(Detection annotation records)
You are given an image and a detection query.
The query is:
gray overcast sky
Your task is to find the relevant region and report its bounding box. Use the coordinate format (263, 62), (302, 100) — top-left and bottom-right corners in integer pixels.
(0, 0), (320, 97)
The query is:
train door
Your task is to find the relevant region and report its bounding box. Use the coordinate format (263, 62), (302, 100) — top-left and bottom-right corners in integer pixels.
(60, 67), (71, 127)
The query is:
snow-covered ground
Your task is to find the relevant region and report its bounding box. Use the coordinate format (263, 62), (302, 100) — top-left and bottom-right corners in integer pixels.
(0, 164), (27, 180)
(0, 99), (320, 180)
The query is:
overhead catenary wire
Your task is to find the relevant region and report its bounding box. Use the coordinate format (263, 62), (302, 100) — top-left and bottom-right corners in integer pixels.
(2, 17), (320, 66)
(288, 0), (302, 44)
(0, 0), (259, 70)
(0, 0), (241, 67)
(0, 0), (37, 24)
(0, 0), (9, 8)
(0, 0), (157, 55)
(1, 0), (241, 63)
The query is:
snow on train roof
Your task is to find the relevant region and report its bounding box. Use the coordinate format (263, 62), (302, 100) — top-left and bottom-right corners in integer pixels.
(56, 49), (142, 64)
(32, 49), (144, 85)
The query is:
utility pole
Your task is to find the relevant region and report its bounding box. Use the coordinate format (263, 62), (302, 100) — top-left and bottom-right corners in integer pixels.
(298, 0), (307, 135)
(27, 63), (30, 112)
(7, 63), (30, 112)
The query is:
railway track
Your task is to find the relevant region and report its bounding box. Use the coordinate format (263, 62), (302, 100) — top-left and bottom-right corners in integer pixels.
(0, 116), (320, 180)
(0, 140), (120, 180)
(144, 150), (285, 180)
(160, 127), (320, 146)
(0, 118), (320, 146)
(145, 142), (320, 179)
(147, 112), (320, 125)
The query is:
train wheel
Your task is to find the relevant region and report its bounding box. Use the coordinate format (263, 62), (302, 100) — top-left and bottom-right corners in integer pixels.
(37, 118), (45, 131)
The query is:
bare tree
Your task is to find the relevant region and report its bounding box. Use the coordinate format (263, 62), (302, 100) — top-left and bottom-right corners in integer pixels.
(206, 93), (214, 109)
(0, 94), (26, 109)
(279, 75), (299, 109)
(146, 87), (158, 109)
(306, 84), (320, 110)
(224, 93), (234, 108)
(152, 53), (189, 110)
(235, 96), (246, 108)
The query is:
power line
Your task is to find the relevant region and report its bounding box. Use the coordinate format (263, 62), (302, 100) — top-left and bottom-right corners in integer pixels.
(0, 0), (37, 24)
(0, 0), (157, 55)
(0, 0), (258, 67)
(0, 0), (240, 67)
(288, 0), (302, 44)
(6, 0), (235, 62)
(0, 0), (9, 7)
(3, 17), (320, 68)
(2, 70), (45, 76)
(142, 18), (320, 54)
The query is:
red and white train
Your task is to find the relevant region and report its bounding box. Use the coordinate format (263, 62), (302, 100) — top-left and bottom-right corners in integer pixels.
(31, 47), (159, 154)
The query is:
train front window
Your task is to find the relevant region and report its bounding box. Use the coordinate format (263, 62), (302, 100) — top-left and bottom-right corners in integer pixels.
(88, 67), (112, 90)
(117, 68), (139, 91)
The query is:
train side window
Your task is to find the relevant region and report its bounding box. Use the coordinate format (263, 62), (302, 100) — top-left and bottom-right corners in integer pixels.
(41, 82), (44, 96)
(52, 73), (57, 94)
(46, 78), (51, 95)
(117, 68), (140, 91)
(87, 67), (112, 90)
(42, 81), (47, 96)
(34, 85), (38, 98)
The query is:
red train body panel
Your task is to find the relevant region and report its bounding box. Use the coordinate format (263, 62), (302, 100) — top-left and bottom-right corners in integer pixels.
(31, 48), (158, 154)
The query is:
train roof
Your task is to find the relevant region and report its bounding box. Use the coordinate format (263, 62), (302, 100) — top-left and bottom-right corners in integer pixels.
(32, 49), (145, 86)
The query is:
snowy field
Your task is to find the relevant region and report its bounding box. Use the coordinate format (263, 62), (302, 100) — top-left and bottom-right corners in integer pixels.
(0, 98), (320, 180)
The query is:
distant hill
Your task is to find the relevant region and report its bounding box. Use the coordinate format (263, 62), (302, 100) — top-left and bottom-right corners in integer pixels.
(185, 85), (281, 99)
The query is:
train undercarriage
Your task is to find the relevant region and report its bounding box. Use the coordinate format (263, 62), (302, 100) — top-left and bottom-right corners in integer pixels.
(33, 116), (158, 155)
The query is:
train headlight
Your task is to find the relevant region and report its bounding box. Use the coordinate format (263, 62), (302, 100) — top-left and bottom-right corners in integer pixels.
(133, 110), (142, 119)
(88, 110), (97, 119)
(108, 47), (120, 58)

--

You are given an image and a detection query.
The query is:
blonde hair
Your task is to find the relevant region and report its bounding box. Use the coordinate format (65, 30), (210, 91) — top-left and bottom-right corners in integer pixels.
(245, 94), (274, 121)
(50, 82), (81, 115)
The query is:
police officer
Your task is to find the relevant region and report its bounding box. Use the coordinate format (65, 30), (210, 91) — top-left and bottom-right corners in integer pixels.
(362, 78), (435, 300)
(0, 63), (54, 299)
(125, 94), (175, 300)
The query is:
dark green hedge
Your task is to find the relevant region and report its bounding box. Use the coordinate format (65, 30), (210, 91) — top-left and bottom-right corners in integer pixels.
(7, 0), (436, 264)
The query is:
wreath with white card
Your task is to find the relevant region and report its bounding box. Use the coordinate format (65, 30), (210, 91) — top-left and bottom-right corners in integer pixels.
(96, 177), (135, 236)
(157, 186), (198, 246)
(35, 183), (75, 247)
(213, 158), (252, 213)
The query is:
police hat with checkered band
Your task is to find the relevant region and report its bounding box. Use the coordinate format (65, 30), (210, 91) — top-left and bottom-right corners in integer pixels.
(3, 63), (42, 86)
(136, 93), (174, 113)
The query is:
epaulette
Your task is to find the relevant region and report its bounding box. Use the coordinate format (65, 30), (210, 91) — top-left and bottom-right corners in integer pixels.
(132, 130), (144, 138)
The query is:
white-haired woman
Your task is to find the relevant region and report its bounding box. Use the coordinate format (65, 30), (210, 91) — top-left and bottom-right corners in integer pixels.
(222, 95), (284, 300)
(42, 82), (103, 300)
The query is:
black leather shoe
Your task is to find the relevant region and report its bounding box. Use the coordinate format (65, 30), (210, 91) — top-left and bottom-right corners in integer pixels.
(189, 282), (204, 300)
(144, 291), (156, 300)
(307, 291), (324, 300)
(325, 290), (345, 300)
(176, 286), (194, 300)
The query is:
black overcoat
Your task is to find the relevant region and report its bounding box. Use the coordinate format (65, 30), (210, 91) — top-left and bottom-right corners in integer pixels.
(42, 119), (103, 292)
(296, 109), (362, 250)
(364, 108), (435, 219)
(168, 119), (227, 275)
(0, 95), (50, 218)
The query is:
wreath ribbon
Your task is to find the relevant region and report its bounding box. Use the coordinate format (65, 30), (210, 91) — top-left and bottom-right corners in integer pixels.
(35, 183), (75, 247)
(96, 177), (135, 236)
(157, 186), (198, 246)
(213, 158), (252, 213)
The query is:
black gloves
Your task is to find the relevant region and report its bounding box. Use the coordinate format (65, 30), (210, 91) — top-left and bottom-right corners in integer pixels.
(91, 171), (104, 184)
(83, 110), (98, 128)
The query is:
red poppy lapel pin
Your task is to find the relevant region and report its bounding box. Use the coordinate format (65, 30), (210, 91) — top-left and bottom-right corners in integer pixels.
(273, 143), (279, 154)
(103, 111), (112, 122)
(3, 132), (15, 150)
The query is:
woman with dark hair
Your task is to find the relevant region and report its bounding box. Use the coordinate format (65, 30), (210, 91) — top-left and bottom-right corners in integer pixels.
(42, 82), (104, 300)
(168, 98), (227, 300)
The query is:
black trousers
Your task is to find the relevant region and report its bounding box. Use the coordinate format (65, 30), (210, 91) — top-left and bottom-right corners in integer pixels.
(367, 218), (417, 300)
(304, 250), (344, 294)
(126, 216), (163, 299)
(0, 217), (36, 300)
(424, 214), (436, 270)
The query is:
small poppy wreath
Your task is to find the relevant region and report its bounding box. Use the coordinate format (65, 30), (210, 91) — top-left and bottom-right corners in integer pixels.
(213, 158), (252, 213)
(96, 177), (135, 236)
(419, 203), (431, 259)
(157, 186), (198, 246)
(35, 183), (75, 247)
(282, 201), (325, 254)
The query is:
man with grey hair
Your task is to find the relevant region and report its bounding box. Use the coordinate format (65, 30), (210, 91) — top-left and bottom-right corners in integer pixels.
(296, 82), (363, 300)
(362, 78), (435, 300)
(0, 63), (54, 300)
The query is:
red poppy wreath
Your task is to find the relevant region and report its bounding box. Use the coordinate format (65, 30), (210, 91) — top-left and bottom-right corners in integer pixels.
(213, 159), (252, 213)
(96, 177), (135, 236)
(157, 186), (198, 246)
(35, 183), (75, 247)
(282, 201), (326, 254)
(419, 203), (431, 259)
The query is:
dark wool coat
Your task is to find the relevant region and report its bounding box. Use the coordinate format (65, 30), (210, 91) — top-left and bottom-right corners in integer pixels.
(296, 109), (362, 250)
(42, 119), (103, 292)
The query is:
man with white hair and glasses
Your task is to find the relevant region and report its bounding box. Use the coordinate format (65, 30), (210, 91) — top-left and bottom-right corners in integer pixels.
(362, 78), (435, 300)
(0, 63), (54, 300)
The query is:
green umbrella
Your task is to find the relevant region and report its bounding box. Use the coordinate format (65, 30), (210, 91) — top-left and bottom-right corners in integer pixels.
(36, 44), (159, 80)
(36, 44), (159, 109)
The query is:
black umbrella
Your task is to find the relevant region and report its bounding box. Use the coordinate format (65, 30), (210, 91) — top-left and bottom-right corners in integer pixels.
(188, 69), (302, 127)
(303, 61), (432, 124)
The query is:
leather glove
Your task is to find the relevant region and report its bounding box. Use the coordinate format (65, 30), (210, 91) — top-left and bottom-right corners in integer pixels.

Written exercise >> Collect every line of the data above that contains the string "window", and write each one out in full.

Answer to this problem >>
train front window
train side window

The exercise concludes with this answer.